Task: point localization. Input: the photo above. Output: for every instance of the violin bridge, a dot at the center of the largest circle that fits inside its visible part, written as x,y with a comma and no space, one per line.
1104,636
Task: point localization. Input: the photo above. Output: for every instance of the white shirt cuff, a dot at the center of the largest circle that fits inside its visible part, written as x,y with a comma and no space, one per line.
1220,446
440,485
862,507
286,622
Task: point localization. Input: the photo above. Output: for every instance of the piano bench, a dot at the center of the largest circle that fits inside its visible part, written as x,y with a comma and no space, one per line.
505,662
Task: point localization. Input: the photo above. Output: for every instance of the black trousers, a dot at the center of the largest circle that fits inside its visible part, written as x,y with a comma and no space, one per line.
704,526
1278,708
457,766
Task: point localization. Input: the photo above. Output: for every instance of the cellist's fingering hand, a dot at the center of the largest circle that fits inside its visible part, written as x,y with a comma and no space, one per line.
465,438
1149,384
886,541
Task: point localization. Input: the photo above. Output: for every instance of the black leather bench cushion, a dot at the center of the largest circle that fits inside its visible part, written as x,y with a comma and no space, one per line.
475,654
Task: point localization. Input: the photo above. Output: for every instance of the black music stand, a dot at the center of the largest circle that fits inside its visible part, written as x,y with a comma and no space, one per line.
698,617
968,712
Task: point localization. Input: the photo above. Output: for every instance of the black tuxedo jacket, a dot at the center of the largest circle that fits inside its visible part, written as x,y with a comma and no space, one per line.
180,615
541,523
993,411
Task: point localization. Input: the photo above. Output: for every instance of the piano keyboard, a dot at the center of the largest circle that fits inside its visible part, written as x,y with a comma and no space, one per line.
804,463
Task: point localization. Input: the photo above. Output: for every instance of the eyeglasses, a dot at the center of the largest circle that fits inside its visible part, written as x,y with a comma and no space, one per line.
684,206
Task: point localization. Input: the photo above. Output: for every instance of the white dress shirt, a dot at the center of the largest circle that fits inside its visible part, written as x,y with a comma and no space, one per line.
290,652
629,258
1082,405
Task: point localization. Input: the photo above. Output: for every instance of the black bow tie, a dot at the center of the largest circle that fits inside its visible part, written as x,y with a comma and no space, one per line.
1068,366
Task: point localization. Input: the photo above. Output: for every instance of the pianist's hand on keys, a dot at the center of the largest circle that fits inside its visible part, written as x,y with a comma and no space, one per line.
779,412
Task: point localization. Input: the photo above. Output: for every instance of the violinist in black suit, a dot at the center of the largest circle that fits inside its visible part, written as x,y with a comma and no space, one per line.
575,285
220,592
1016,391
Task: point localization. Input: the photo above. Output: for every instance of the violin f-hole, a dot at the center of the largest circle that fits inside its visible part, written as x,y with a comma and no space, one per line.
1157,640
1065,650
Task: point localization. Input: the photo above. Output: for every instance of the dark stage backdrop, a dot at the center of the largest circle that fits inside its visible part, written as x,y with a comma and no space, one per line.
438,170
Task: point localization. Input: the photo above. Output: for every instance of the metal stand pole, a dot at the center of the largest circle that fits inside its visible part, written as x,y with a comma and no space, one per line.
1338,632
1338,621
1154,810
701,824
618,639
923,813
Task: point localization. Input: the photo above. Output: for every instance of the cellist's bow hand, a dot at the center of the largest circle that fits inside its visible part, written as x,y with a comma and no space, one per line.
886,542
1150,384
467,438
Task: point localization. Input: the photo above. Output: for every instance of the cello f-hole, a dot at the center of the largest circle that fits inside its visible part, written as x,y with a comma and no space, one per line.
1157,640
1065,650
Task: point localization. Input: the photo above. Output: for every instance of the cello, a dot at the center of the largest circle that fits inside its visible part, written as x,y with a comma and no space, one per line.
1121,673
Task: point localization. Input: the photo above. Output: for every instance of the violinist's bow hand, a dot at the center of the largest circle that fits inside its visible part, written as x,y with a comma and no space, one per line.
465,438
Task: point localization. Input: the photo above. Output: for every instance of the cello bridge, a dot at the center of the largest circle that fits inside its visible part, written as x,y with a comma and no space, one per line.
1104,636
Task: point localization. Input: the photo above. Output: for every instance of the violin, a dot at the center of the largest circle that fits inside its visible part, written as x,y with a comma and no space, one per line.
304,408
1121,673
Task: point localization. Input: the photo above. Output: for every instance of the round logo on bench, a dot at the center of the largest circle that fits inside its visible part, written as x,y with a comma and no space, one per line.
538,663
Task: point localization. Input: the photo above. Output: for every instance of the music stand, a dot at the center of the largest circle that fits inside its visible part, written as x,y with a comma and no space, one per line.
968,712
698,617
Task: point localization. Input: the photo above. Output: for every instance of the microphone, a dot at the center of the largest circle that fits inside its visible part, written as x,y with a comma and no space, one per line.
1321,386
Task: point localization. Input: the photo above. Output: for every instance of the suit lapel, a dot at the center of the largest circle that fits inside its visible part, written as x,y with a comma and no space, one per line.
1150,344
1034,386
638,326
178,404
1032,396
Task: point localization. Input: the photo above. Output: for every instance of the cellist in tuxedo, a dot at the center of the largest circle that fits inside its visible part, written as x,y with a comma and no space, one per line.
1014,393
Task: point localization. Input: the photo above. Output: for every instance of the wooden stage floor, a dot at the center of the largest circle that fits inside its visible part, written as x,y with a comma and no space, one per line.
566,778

···

Reproduce exactly, with nothing added, the lines from the one that contains "of the suit" to the end of the data.

Task: point localization. Input: the photo above. Output: for every instance of the suit lapel, a dot at the center of the largest circle that fits inside its visible part, written as x,y with a comma and no space, one per line.
1150,344
1034,386
638,326
178,404
1032,396
Task: point localization. Input: the photo above. Output: for every instance of the cellist in tuxedo, a dot at the center of the largest circle that fits inside its visible part, written as x,y with a comma and no space, one per line.
1014,393
Task: point localization. Input: the photo above. Output: for every instance of the wooden stage floor, a dot at the center of the largest circle that fits inside its visible part, written as x,y with a comma and no space, one per line.
566,778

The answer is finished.